## AIM
Please write out every line of the listing below, word for word and in the same order.

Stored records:

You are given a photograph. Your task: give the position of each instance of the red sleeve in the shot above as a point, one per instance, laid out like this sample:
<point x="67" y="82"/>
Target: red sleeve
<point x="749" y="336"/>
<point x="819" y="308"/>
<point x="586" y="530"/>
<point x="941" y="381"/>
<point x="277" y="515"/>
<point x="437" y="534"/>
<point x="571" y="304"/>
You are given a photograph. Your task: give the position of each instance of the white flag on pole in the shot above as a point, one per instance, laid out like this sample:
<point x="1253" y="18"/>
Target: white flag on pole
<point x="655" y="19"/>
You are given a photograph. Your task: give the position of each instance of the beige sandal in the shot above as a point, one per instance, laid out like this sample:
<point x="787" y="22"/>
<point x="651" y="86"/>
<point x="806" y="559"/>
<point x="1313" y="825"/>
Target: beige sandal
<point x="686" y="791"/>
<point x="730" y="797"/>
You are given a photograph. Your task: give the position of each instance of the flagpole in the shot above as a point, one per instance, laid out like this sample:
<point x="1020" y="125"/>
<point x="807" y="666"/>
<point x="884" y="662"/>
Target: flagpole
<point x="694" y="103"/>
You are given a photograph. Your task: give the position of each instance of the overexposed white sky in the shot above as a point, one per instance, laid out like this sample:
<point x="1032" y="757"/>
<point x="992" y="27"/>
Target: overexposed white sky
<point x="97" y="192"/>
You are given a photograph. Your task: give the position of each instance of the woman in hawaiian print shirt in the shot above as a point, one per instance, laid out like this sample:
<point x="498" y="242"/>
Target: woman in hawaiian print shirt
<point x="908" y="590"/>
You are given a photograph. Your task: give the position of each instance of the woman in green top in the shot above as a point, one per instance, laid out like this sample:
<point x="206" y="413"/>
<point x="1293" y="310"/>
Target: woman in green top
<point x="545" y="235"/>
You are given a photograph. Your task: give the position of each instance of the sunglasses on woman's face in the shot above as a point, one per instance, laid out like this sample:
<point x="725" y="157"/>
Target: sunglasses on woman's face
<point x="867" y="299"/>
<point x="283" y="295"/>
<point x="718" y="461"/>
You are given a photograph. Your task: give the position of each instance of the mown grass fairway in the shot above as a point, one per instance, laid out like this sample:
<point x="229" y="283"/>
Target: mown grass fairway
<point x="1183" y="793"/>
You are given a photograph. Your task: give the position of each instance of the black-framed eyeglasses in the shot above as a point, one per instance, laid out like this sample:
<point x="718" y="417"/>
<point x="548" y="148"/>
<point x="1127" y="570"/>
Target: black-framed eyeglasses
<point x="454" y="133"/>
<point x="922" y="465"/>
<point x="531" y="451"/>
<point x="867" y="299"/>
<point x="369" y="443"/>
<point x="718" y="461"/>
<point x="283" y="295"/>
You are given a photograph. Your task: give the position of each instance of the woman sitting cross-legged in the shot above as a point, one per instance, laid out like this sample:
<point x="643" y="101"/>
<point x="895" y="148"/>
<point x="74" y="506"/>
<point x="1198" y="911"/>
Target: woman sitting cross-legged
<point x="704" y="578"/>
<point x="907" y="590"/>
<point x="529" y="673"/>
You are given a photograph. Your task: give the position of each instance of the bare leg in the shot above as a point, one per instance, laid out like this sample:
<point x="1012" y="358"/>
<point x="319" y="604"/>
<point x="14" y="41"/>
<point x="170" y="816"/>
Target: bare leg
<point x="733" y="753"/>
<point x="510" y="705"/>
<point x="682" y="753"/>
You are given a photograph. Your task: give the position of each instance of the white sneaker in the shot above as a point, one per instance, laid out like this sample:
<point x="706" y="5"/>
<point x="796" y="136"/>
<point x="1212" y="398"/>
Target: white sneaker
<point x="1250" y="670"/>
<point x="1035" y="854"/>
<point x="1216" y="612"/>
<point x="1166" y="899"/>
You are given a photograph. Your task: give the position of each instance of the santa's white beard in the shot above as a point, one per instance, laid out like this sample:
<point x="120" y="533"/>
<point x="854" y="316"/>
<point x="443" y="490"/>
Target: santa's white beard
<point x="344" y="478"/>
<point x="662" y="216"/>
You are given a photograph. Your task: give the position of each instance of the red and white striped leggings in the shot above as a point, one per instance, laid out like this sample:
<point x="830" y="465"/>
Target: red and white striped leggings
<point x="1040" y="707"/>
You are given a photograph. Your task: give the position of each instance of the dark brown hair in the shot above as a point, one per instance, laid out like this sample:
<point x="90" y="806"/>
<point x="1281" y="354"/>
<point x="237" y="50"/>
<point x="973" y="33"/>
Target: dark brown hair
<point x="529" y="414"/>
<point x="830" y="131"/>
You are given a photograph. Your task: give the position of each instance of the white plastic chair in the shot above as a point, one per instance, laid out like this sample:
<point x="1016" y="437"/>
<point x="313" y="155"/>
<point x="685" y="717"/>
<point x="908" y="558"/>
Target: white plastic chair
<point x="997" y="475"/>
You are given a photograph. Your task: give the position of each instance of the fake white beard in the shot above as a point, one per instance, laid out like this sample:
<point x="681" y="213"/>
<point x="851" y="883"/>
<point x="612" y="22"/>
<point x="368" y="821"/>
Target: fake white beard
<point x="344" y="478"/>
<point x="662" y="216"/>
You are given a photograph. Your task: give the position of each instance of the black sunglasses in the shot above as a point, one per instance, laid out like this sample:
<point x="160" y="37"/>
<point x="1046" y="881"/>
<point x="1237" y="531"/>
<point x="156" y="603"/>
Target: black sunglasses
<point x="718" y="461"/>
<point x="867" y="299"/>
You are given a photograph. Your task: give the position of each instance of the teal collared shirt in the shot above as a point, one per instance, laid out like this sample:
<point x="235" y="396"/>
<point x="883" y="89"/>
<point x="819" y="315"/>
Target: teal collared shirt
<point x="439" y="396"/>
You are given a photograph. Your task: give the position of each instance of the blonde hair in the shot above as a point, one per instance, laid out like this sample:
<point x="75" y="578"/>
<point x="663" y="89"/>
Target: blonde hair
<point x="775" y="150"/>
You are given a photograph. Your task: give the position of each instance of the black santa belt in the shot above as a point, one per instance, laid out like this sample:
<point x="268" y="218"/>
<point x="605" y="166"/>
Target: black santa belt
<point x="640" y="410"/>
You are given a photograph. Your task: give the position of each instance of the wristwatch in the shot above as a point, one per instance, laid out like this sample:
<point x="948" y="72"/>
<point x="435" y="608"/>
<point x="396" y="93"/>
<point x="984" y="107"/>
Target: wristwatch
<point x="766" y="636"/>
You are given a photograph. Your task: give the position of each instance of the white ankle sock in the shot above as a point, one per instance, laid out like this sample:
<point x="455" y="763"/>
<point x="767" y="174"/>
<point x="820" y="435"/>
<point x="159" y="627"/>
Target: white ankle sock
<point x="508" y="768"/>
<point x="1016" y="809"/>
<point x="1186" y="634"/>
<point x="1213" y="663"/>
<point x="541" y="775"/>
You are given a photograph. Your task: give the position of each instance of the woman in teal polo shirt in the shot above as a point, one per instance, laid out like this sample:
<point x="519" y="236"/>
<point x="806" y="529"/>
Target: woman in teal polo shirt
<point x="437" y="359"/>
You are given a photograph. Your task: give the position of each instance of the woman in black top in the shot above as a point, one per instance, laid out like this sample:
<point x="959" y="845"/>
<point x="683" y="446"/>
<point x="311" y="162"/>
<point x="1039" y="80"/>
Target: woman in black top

## WORKED ANSWER
You are given a photograph. Your task: give the position of each instance of the red sleeve in the shot above as a point, one per instance, laid out like this sample:
<point x="67" y="82"/>
Target: red sleeve
<point x="749" y="336"/>
<point x="819" y="308"/>
<point x="586" y="530"/>
<point x="941" y="381"/>
<point x="277" y="515"/>
<point x="437" y="534"/>
<point x="571" y="304"/>
You are given a photograph. Your task: give the position of each instance of the white flag on pole in the shot above as a point, one per instance, laid out like this sample:
<point x="1253" y="18"/>
Target: white flag on pole
<point x="655" y="19"/>
You are given a photograph. Your task: give the position of each instance of the beige sandal in the shot above as a point, one per instance, laid out like this sample:
<point x="787" y="22"/>
<point x="651" y="86"/>
<point x="806" y="559"/>
<point x="1313" y="825"/>
Target: beige sandal
<point x="686" y="791"/>
<point x="730" y="797"/>
You are given a photograph. Your task: give the position of each instance of the flagpole in the shot above as a point, one per instance, laid out like this sample:
<point x="1020" y="125"/>
<point x="807" y="666"/>
<point x="884" y="662"/>
Target: flagpole
<point x="694" y="103"/>
You are given a photograph. Your task: give the position of each instance of the overexposed white sky in the shot above as a point, one per instance, laid out like this sample:
<point x="1032" y="757"/>
<point x="992" y="27"/>
Target: overexposed white sky
<point x="97" y="192"/>
You are given a photograph. Your task: give the position of each instance of the woman in hawaiian print shirt in the shot above as a point, one per instance, laid out like this sample:
<point x="498" y="242"/>
Target: woman in hawaiian print shirt
<point x="908" y="590"/>
You are given a photograph. Your task: give the position of each instance of the woman in green top in the shot above as a point, one per instance, laid out like this sample:
<point x="206" y="413"/>
<point x="1293" y="310"/>
Target: woman in green top
<point x="545" y="235"/>
You are given a photograph. Your task: give the position of each instance of the sunglasses on woman's face in the shot above as a point, one per instance, laid out like this sample:
<point x="725" y="157"/>
Target: sunglasses on woman's face
<point x="867" y="299"/>
<point x="283" y="295"/>
<point x="718" y="461"/>
You are given a photograph. Your task: give the position of each instance of the mown grass fairway in the shot above as a point, one per instance, laid out like this sample:
<point x="229" y="283"/>
Target: mown grass fairway
<point x="1183" y="793"/>
You are given a photograph. Your task: give the position of each instance of the black-framed eyeglasses in the shot above as a point, one per instance, laid out like this sample:
<point x="718" y="417"/>
<point x="548" y="148"/>
<point x="1127" y="570"/>
Target: black-framed eyeglasses
<point x="454" y="133"/>
<point x="922" y="465"/>
<point x="531" y="451"/>
<point x="867" y="299"/>
<point x="369" y="443"/>
<point x="718" y="461"/>
<point x="283" y="295"/>
You are given a photograph. Your task: give the position of each instance of the woman sitting cross-legged in the shot above as a point, one per instance, laid out like this sample:
<point x="643" y="101"/>
<point x="895" y="148"/>
<point x="74" y="506"/>
<point x="1198" y="911"/>
Target: woman sitting cross-legged
<point x="704" y="578"/>
<point x="907" y="590"/>
<point x="529" y="673"/>
You are given a photograph. Your task: give the position of each instance of the bare leg in the shot above as a point, one per instance, laid out like this sample:
<point x="1012" y="358"/>
<point x="319" y="604"/>
<point x="14" y="41"/>
<point x="170" y="816"/>
Target: bare leg
<point x="733" y="753"/>
<point x="510" y="705"/>
<point x="682" y="753"/>
You are given a photograph. Your task: give the position of each instance of the white sneaker in the shot above as a point, one per instance, laid out like this sample:
<point x="706" y="5"/>
<point x="796" y="136"/>
<point x="1212" y="398"/>
Target: white sneaker
<point x="1250" y="670"/>
<point x="1035" y="854"/>
<point x="1216" y="612"/>
<point x="1166" y="899"/>
You are given a photograph. Your task: give the position of each instance of the santa's white beard in the shot above as a point, one per instance, laid out like this sample:
<point x="120" y="533"/>
<point x="854" y="316"/>
<point x="443" y="490"/>
Target: santa's white beard
<point x="344" y="478"/>
<point x="662" y="216"/>
You are given a photograph. Your task: give the position of each instance of the red and white striped leggings in the shot above as a point, one per instance, laid out like this sample:
<point x="830" y="465"/>
Target: red and white striped leggings
<point x="1040" y="707"/>
You are given a photograph. Your task: give the position of each instance of the dark brown hair in the shot above as a point, one per instance, laid out like this sample:
<point x="90" y="806"/>
<point x="1281" y="354"/>
<point x="237" y="50"/>
<point x="973" y="33"/>
Target: dark brown hair
<point x="529" y="414"/>
<point x="830" y="131"/>
You are given a photograph. Your task: give the position of each instance of the white plastic chair in the shot above as a point, one per instance, laid out like this sample:
<point x="1016" y="437"/>
<point x="313" y="155"/>
<point x="685" y="717"/>
<point x="908" y="558"/>
Target: white plastic chair
<point x="997" y="475"/>
You are given a photograph. Your task: give the position of each instance of the fake white beard in the shot above as a point, one per instance, laid out like this sample:
<point x="681" y="213"/>
<point x="851" y="883"/>
<point x="612" y="22"/>
<point x="368" y="821"/>
Target: fake white beard
<point x="344" y="478"/>
<point x="662" y="216"/>
You are given a photograph. Your task: give the position of each instance of the black sunglasses in the shot above as a point, one per instance, laid out like this sample:
<point x="160" y="37"/>
<point x="1046" y="881"/>
<point x="1237" y="531"/>
<point x="156" y="603"/>
Target: black sunglasses
<point x="718" y="461"/>
<point x="867" y="299"/>
You are given a photograph. Your task: give the position of each instance of the teal collared shirt in the shot above as a point, one per instance, laid out like this sample:
<point x="235" y="396"/>
<point x="883" y="89"/>
<point x="819" y="315"/>
Target: teal collared shirt
<point x="439" y="396"/>
You are given a photograph. Your task: give the position of each instance of the blonde hair in the shot above as a point, one per instance, laid out like this sample:
<point x="75" y="578"/>
<point x="663" y="89"/>
Target: blonde hair
<point x="775" y="150"/>
You are given a photograph. Your task: give the position of each instance of the black santa belt in the shot above as a point, one per instance, laid out like this sample:
<point x="268" y="218"/>
<point x="605" y="166"/>
Target: black santa belt
<point x="640" y="410"/>
You are given a photograph. Your task: give the position of each instance of the wristwatch in the shot above as a point, one per instance, laid out like this sample:
<point x="948" y="72"/>
<point x="435" y="608"/>
<point x="396" y="93"/>
<point x="984" y="107"/>
Target: wristwatch
<point x="766" y="636"/>
You are given a photograph. Your task: give the position of each instance of the white ankle sock in the shot above as a point, one per instance, laid out like this sample:
<point x="455" y="763"/>
<point x="767" y="174"/>
<point x="820" y="435"/>
<point x="159" y="627"/>
Target: white ankle sock
<point x="508" y="768"/>
<point x="1016" y="809"/>
<point x="1186" y="634"/>
<point x="1213" y="663"/>
<point x="541" y="775"/>
You are given a photograph. Your task: give the position of each instance of the woman in teal polo shirt in the shot above as a point, one per instance, laid out like this sample:
<point x="519" y="236"/>
<point x="806" y="529"/>
Target: woman in teal polo shirt
<point x="437" y="359"/>
You are given a photograph. Your task: give the position of each instance of the woman in black top in the shot above as a point, one per instance, laid out like this sample:
<point x="959" y="845"/>
<point x="683" y="446"/>
<point x="311" y="162"/>
<point x="1039" y="80"/>
Target: woman in black top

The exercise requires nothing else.